:: Actividades propuestas ::
a. Según el artículo sobre la obra de Fernando Casas, ¿en qué año pintó Velázquez Las Meninas?
b. Escribe una continuación del artículo sobre la obra de Fernando Casas a partir de su última oración.

:: Texto de lectura ::

----------------------------------------

Wednesday 24 Apr 2024 | Actualizado a 21:23 PM

‘After Velázquez’, de Fernando Casas

Un análisis de la obra del artista y doctor en Filosofía que propone un diálogo con ‘Las Meninas’.

/ 3 de octubre de 2018 / 06:54

El cuadro es de grandes dimensiones. Pero no es el tamaño lo que nos inquieta al acercarnos, sino la actitud de los personajes. Varios de ellos nos miran fijamente, incorporándonos al grupo. Desde el centro nos observa una muchacha rubia. De inmediato llama nuestra atención una figura lateral que también pone la mirada en nosotros. En las manos sostiene una paleta y un pincel: es el pintor. No sabemos si nos estudia o si está molesto, acaso porque interrumpimos su trabajo. Puede ser esto. El cuadro representa el ambiente en el que trabaja este hombre que tiene, justo delante suyo, el caballete sobre el cual parece haber estado concentrado hasta ese momento.

La escena es eso, un momento, un instante. Hay una puerta que un hombre está a punto de atravesar y su movimiento ha sido detenido en la imagen de este instante. Incluso el encuadre general nos sugiere algo de apuro, ya que una gran parte del lienzo representa el techo, sin detalle digno de observar.

Al fondo hay un espejo.

Hasta aquí, la descripción puede estar referida tanto al admirado cuadro Las Meninas, de Diego Velázquez, como al reciente Interior with disappearing mirror – After Velázquez de Fernando Casas. Entre ambos hay más de 350 años de distancia.

Pese a ser un simple espectador que no tiene experiencia ni estudios en arte ni en filosofía, me he sentido sin embargo intrigado por este diálogo que atraviesa siglos y se asienta en la pantalla que tengo al frente.

Las Meninas es una de las obras más importantes de la pintura universal. Se encuentra en el Museo de El Prado de Madrid, y fue pintada por Velázquez en 1656. Contiene un retrato de la Princesa Margarita acompañada de sus sirvientes y un autorretrato del propio Velázquez. En el espejo del fondo se reflejan los reyes. No se sabe si están posando para un retrato o si han interrumpido la escena. Tampoco se sabe lo que está pintando Velázquez. La pequeña princesa parece estar posando pero puede haber entrado a mirar cómo trabaja don Diego.

Esta obra lleva inquietando al espectador desde su primera presentación. Muchos pintores, como Picasso y Dalí, han dialogado con ella reproduciéndola o desmenuzándola a su estilo. Y muchos filósofos le han dedicado análisis extraordinarios, como Foucault.

Fernando Casas tampoco pudo eludir la seducción de Las Meninas y ahora, en plena madurez intelectual y artística, presenta su propio diálogo con la obra, encabezando una muestra en la Galería Gremillion de Houston, inaugurada el 13 de septiembre, casi como una celebración a su Cochabamba natal.

----------------------------------------

:: Datos proporcionados ::
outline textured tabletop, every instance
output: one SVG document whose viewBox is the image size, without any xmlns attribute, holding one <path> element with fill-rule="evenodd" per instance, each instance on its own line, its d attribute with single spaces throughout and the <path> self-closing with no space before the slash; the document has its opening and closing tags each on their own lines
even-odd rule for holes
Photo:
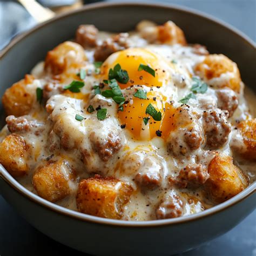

----------------------------------------

:: Respuestas redactadas ::
a. En 1656.

b.
La obra de Casas no es una reproducción de Las Meninas en otro estilo, ni una reinterpretación de sus mensajes.

La muchacha rubia al centro del cuadro no es una niña ni tiene cortesanas que la atiendan. El perro descansa apacible en primer plano pero sin que nadie lo moleste. El hombre en la puerta está claramente en actitud de entrar a la habitación y mira su reloj, como impaciente por alguna demora. El pintor parece observarnos con intensidad y tal vez algo de furia o mucha concentración. No lleva traje de caballero como don Diego, sino una polera vieja, pantalones sucios de los pinceles que seguramente limpia con apuro, y los pies descalzos. A diferencia del cuarto de Velázquez, en éste no hay pinturas en las paredes sino objetos artesanales: algunas chuspas, una zampoña, una máscara (tal vez recordando las que el propio Casas diseñó para una puesta en escena de poemas de Eduardo Mitre, décadas atrás). Hay también una imitación de la cabeza de toro que hizo Picasso con restos de una bicicleta. No están los varios personajes que miran y hablan alrededor de la muchacha en la obra de Velázquez sino solamente uno, que camina a trancos largos y mira sonriente la escena, como si fuera el único que sabe lo que sucede.

La composición del cuadro es más bien horizontal, en tanto que el de Velázquez es vertical. Y mientras en éste el pintor y su caballete se encuentran al lado izquierdo, en la obra de Casas están al derecho, afirmando que esta obra es, a su modo, un reflejo de aquélla.

Por supuesto, tampoco están los reyes, ni siquiera borrosamente reflejados en un espejo. Pero hay espejo y está, también, al fondo del cuadro.

La obra de Casas, como lo fue la de Velázquez hace siglos, también se adentra en el estudio de la perspectiva.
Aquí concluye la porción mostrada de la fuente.